-- TASK INSTRUCTIONS --
Write out the records beneath this line exactly as they appear, minus any images.

Excerpts of pointing data:
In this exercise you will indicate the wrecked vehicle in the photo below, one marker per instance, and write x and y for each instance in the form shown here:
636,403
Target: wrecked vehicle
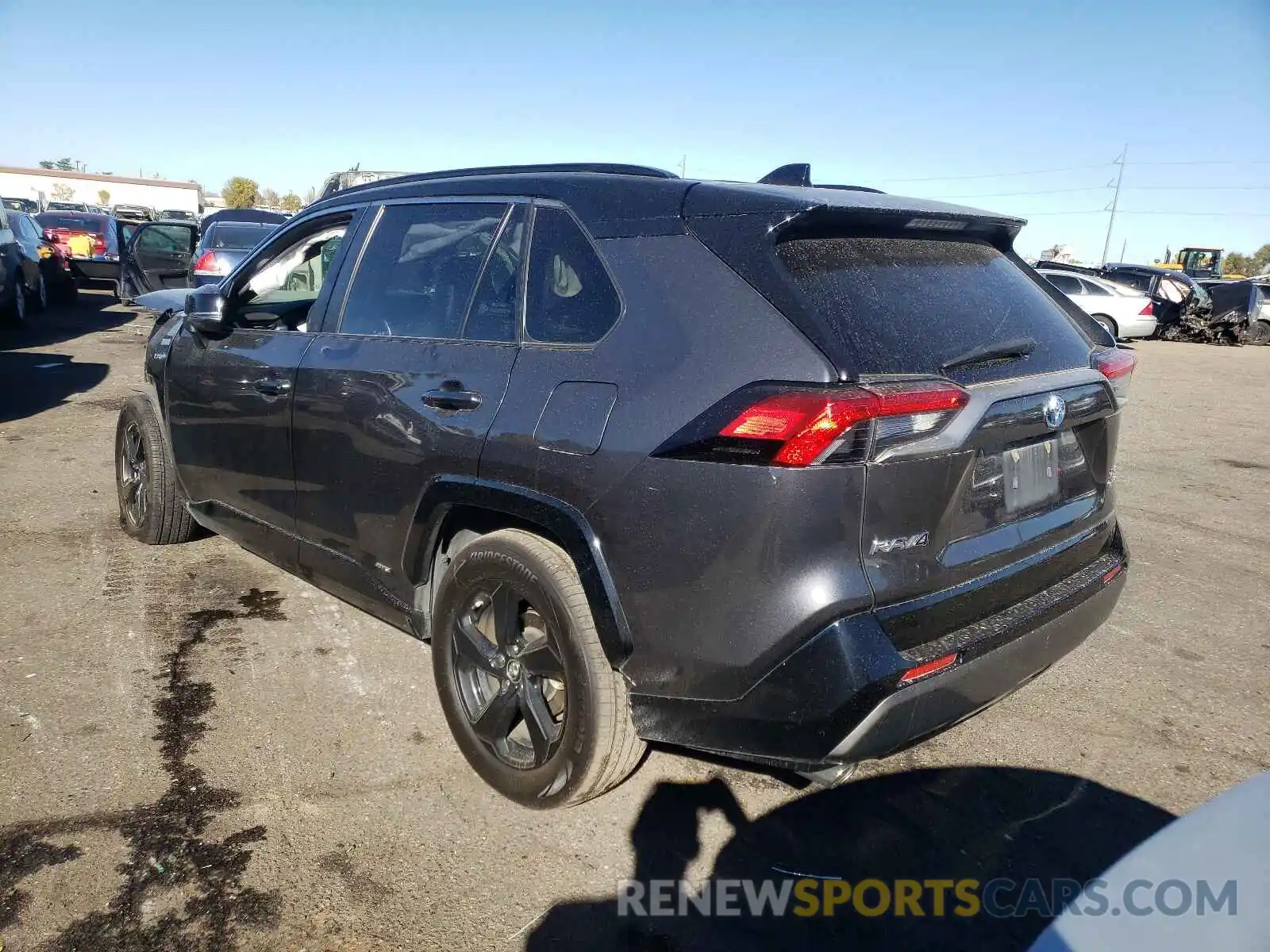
1242,306
1184,310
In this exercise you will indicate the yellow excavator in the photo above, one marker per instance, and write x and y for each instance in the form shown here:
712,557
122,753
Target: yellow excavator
1199,263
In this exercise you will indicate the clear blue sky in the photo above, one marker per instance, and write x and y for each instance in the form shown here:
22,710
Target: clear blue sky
910,97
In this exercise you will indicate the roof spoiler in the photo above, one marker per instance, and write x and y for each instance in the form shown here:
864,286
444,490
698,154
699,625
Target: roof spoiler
799,175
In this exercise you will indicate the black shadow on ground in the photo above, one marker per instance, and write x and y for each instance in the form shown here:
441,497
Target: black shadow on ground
33,382
981,823
67,321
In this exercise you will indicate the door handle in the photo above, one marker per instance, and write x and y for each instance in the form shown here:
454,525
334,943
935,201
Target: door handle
272,386
455,400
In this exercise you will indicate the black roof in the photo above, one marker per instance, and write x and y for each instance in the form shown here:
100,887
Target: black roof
620,200
1149,270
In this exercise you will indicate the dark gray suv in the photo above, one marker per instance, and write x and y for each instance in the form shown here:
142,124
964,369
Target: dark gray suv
789,474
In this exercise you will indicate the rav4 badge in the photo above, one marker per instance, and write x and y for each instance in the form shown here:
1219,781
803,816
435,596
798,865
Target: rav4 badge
899,545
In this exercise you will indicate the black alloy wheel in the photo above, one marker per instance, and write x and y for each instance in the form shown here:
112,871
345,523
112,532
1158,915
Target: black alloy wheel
510,677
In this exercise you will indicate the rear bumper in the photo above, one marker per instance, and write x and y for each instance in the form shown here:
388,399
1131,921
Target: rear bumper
840,698
1137,328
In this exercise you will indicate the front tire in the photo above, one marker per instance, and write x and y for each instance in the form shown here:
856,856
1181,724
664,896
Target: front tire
152,508
529,693
40,295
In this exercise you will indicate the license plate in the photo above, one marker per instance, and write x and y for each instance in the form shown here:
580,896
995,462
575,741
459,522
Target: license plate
1030,475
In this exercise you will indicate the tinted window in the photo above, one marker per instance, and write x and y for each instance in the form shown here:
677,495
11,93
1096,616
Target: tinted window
908,305
1064,282
298,271
419,270
237,236
73,222
493,315
1133,279
165,238
571,296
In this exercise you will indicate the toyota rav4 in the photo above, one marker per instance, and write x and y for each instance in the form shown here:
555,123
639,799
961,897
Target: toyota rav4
799,475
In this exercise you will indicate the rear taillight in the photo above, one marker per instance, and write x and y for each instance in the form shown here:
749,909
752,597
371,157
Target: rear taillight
209,264
926,670
803,428
1117,365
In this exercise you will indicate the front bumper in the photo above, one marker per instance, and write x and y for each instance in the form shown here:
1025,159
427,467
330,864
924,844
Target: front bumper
840,698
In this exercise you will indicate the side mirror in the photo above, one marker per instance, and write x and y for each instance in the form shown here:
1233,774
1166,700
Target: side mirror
205,310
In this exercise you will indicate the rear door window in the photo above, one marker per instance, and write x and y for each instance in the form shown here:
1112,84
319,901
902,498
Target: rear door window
1064,282
238,236
419,270
907,305
572,300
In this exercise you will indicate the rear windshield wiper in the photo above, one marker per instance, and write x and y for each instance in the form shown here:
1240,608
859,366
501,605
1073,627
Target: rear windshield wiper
1003,351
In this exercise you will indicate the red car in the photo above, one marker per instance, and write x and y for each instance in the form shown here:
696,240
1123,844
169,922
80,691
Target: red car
89,241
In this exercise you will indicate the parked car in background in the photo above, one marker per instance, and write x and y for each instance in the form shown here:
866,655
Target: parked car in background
57,281
22,285
653,460
222,245
1122,310
21,205
133,213
1183,306
89,241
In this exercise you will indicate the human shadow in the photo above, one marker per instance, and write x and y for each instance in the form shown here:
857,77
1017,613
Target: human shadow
954,824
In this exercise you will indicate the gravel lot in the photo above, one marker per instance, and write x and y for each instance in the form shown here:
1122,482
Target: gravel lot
202,752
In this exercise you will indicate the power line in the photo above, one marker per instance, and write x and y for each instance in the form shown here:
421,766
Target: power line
1038,192
1005,175
1216,162
1221,215
1197,188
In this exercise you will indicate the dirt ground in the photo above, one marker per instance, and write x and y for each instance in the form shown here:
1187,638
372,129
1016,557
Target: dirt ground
202,752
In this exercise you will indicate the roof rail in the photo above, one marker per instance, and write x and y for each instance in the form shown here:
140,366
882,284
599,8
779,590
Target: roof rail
602,168
799,175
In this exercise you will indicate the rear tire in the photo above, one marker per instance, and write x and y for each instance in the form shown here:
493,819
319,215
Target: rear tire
1108,325
13,310
152,507
550,731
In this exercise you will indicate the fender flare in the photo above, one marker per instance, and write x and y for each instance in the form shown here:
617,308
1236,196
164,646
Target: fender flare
559,520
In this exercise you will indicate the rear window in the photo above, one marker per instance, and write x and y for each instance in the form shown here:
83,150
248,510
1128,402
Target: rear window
73,222
906,305
238,236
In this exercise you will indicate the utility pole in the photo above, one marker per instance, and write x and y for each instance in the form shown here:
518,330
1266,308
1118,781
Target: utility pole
1115,201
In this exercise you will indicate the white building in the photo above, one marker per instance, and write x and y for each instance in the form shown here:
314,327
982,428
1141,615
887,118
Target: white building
52,184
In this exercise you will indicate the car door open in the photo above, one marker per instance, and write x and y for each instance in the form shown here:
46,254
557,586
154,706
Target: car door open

-- RESPONSE TO THE EXERCISE --
In this exercise you will indicate the wrecked vehicle in the photo below, one marker per instance, and write x and y for each instance in the form shown here:
636,403
Target: wrecked vehicle
1242,306
1184,310
In this exercise you will indicate the yellow excavator in the photo above, one marker per instance, and write x and y for each instance in the form shown here:
712,557
122,753
Target: yellow excavator
1199,263
In this exercise you will indicate the clear blue sky in the photo above, one marker per instance, and write x and y for each instance in the form shown here:
22,710
Target: clear blue sky
910,97
In this exercise you will indicate the roof spoiler in the photo above, one marker per instance, and write x and y for each instance in the form shown here:
864,286
444,490
698,154
699,625
Target: roof spoiler
799,175
In this exercise you will indicate the black shadow on ground in the photo above, one marker per instance, and write x and y for each instance in the form shown here:
441,497
Target: black shadow on ground
33,382
981,823
67,321
In this exercise you will indicate the door handle in the photo above, one marker per instance, and write x and y for each instance in the form shown here:
454,525
334,943
935,201
Target: door handle
272,386
455,400
In this exercise you will indicate the black roof in the photo above, one marker per instance, and write x and y for each instance in the form shown here:
100,887
Target: black roof
620,200
1149,270
In this exercise you will indicate the dark gray suv in the photo above, one marker per instance, and write x and y for each instance in the form shown here:
142,124
964,369
Target: dark gray suv
789,474
In this exercise you will indicate the rav4 badge in the photo above, one marker per instance, and write x and y for each instance in the form shown here:
1219,781
803,816
435,596
798,865
Target: rav4 badge
899,545
In this exercise you will indicate the black alloy wheel in the photo above, one marker per instance, and write x and y for each instance in the form shown here:
112,871
345,523
112,532
1158,915
Target: black alloy wheel
510,677
In this exercise you will indicate the rear bumper in the photo above, one marker per instance, and write x and y for each instance in the form shown here:
388,399
1131,921
Target: rear bumper
840,698
1137,328
In this exercise you will indicate the front tire in the photo above, one marker per instance, and write x and y for each instance in the form shown here:
856,856
1181,724
664,896
Target: front tire
152,508
529,693
40,295
In this exercise you will indicate the license plate in the photo above, one marker per instance, and write x and y for each instance in the form shown here:
580,896
995,462
575,741
459,522
Target: license plate
1030,475
In this exercise you will indicate the tinted window in the photo above, one marker per instance, and write x and y for each instance in the form shown here:
677,495
11,93
1096,616
Target: tinted window
908,305
1064,282
298,271
419,270
237,236
73,222
493,315
1133,279
165,238
571,296
In this exercise you will indicate the toyota rav4 in the photo above, one marker per instance, and write x and y for each instance in the form shown here:
555,123
639,799
961,897
Target: toyota rav4
799,475
In this exercise you will indicate the rear taillight in the photo above, one marker per instance, and write x and y for each instance in the form shown here:
749,909
752,597
371,157
Target: rear taillight
209,264
926,670
803,428
1117,365
In this exercise you will indicate the front bumper in the photo above, one marker per instance, and write x and y for each instance in the form shown here:
1025,159
427,467
330,864
924,844
Target: front bumper
840,698
In this exercise you will indicate the side mirror in the photo above, one marker per instance, and write x and y for each instance in the form shown here:
1233,774
1166,700
Target: side mirror
205,310
In this exercise you will indicate the rear door window in the photo above, one marker per instance, and write x and y for each instance in the form shown here:
1112,84
319,901
902,498
Target: rear door window
1064,282
238,236
419,270
907,305
572,300
In this exercise you will indicate the rear windshield wiper in the photo above, one marker per instance, and write x and y for each instance in the form shown here:
1240,608
859,366
501,605
1073,627
Target: rear windshield wiper
1003,351
In this exercise you will indicate the red car in the photo above, one marker per instance, and write x and y for each instance in the form shown here:
696,240
1123,844
169,922
80,691
Target: red car
89,241
In this exercise you will indicate the parked car in background in the photo above, one marker per instance, and write x and y for each instance in the form shown here:
866,655
Target: parked car in background
57,281
22,285
653,460
222,245
1122,310
21,205
133,213
1183,306
89,241
In this exercise you will indicate the human shadow in the photo above, one marker per instance, and write x and y for each instance in the form shown here:
857,77
1017,613
Target: human shadow
954,824
In this exercise you will indicate the gravel lot in the photo above, one marker per instance, and write x and y for each instance in the form shown here:
1122,482
Target: gravel lot
202,752
In this exercise you will indicate the power line in the photo above, one marker per instance, and write x and y for each instance in the form shown here:
421,766
Target: power line
1038,192
1005,175
1216,162
1221,215
1197,188
In this exercise you will indicate the dirt ground in the photo above, one marker per instance, and write x and y for each instance in the form shown here:
1187,638
372,129
1016,557
Target: dirt ground
202,752
In this exercise you will indicate the roof rail in the photo above, one marker per instance, and write x and y for each instance in the form shown here:
140,366
882,284
599,8
779,590
Target: roof rail
602,168
799,175
In this exercise you will indicate the rear tire in the photo above, one marker per instance, and write x and y for each instance in the form shown here:
493,819
319,215
Target: rear tire
1108,325
13,310
152,507
550,731
In this exercise you will indicate the fender flare in the photo above, one marker per instance, and write x and y for each instance in the form shown here:
617,308
1236,196
164,646
Target: fender flare
559,520
In this exercise you will indicate the rear window in the photo above, one marker per instance, and write x and y for each instance in the form shown here:
83,150
248,510
1128,402
Target: rear window
73,222
906,305
238,236
In this exercise you will indicate the utility pole in the photo above, one marker per instance, and write x and y for each instance in the form shown here:
518,330
1266,308
1118,781
Target: utility pole
1115,201
In this exercise you will indicate the white building in the photo above, one marker per instance, and write x and y for each instance in the form shown here:
314,327
982,428
1141,615
887,118
Target: white building
52,184
In this exercise you will indicate the car door open in the photo above, one marker per instance, and write x and y for each instance in the form shown here:
46,254
557,586
154,706
Target: car door open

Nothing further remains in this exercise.